Document excerpt →
Review
Dreamscape


I saw Dreamscape on January 20, 2026 at 7:30pm at 59E59 Theaters as part of SoHo Playhouse’s International Fringe Encore Series, and I left completely wrecked. This is one of those shows that does not ask for your attention. It takes it. Quietly at first, then all at once.
Written and directed by Rickerby Hinds, with choreography by Carrie Mykuls, Dreamscape is inspired by the true story of Tyisha Miller, a nineteen year old Black girl killed by police while she lay unconscious in her car in Riverside, California, in 1998. The show does not reenact the violence in a sensational way. Instead, it does something far more devastating. It imagines her inner life. Her humor. Her boredom. Her dreams. The ordinary sweetness of being nineteen and thinking you have time.
Structurally, the show is framed around the autopsy report, specifically the twelve bullet wounds that ended Tyisha Miller’s life. Each section corresponds to one of those wounds. That sounds clinical on paper, but onstage it becomes something else. Each bullet “count” takes something away. A possibility. A future. A version of a life that never gets to happen. The contrast between the cold language of the report and the warmth of the imagined inner world is where the show hits hardest.
The piece is performed by Natali Micciche and Josiah Alpher, and the contrast between their roles is where the show truly takes hold. Alpher delivers the autopsy language with chilling precision, while also providing the interstitial beatboxing and voicing statements from the police officers involved. His performance is steady, controlled, and clinical, anchoring the audience in the cold, official reality of what happened. Against that rigidity, Micciche feels almost unbearably alive. She is deeply moving, with emotions visibly rising to the surface as tears well in her eyes at key moments. When she dances, there is a sense of freedom and release, as if her body is trying to outrun the facts being spoken aloud. Her movement feels joyful, defiant, and young, full of the life that should have stretched far beyond nineteen. Then, just as she seems to escape into that freedom, the next wound is announced, and it feels as though an invisible hand grabs her and yanks her back into reality. Each return is brutal. The shift from motion and breath back into the language of damage is devastating, and Micciche makes you feel that loss in her body as much as in the words. The storytelling, built through spoken word, beatboxing, and hip hop movement, gives the show a pulse that feels immediate and human. That vitality is exactly what makes the tragedy so difficult to sit with.

What broke me was how gentle the piece is. This is not a show driven by rage, though rage would be justified. It is driven by grief, by tenderness, and by an aching sense of loss. It asks you to sit with the fact that this was a child. A teenager with jokes, crushes, boredom, hope. Another young Black life ended before it ever really began. Another name. Another story that should not be over.

By the end, I was in pieces. Not sobbing loudly, but hollowed out. Tired in a deep way. I am so weary of watching these stories repeat themselves. So tired of lives snuffed out and then explained away by systems that refuse accountability. The show does not tell you what to think, but it leaves you with the weight of knowing that doing nothing is not neutral. Silence is not neutral.

Dreamscape is devastating and necessary. It is art that refuses to let statistics replace humanity. It honors a life by imagining it fully, then forces you to confront how casually it was taken. I did not leave with answers. I left with grief, anger, and a quiet, heavy sadness that stayed with me long after I walked out of the theater. This is a show that matters, even when it hurts.

Assigned task 1 → In the Dreamscape review, who wrote and directed the show?
Assigned task 2 → Extract the part of the Dreamscape review starting at "What broke me" and ending at "Silence is not neutral.", copying it word for word.

Provided material →
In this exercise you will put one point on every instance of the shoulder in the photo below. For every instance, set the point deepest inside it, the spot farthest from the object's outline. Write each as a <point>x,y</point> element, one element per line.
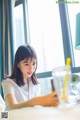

Task solution 1 → Rickerby Hinds

Task solution 2 →
What broke me was how gentle the piece is. This is not a show driven by rage, though rage would be justified. It is driven by grief, by tenderness, and by an aching sense of loss. It asks you to sit with the fact that this was a child. A teenager with jokes, crushes, boredom, hope. Another young Black life ended before it ever really began. Another name. Another story that should not be over.

By the end, I was in pieces. Not sobbing loudly, but hollowed out. Tired in a deep way. I am so weary of watching these stories repeat themselves. So tired of lives snuffed out and then explained away by systems that refuse accountability. The show does not tell you what to think, but it leaves you with the weight of knowing that doing nothing is not neutral. Silence is not neutral.